The in situ temperature dependent resistance (R–T) measurements of the GST and GSTW films were carried out to describe the sheet resistance change during the heating and cooling process as shown in Fig. 1(a). The R_s of all the films decreases gradually in the initial heating stage, which indicates that both GST and GSTW possess semiconducting characteristics. When the heating temperature reaches the crystallization temperatures (T_c), a sharp decrease in resistance is displayed, which can be associated with the change from amorphous to face-centered-cubic (FCC) structure. The FCC structure is a metastable state for the GST film, while it is a stable state for the GSTW films.¹⁶ Another sharp decrease in resistance for the GST film is observed around 640 K, which could be due to the conversion from the metastable FCC to a hexagonal (HEX) structure. The T_c values from amorphous to FCC structure can be estimated to be 435, 456, 493, and 550 K for the GST, GSTW3.2%, GSTW7.1%, and GSTW10.8% films, respectively. The T_c shifts to a higher temperature with increasing W concentration. It can be concluded that the W dopant could suppress the crystallization. A suitably higher T_c will be beneficial for improving the thermal stability of the amorphous films, which is helpful for the data retention ability. In addition, it can be observed that the crystalline resistance of GSTW is higher than that of pure GST during the cooling stage, which can result in a low reset power consumption in PRAM devices.

## [Data excerpts]
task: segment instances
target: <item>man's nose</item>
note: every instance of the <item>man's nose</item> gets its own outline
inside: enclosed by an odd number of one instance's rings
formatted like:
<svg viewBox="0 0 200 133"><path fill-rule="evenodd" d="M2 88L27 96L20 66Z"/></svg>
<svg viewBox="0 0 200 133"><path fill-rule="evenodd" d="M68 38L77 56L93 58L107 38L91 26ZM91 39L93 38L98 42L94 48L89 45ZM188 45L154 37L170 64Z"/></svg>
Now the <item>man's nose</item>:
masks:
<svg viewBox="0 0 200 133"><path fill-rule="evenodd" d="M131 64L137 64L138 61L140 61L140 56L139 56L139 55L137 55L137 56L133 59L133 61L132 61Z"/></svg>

## [Stated exercise]
Please condense the paragraph of the resistance-measurement excerpt above that begins "The in situ temperature dependent resistance" into a short bulleted list that keeps its main facts.

## [Answer]
- In situ R–T measurements tracked the sheet resistance of GST and GSTW films during heating and cooling.
- Resistance falls gradually early in heating, so both GST and GSTW are semiconducting.
- At the crystallization temperature (T_c), resistance drops sharply as the films change from amorphous to FCC structure.
- FCC is metastable for GST but stable for GSTW.
- GST shows a second sharp drop near 640 K, likely from FCC converting to HEX.
- T_c is about 435 K for GST, 456 K for GSTW3.2%, 493 K for GSTW7.1%, and 550 K for GSTW10.8%.
- Higher W content raises T_c, so W doping suppresses crystallization.
- A suitably higher T_c improves the thermal stability of the amorphous films, which helps data retention.
- During cooling, crystalline GSTW has higher resistance than pure GST, which can lower reset power consumption in PRAM devices.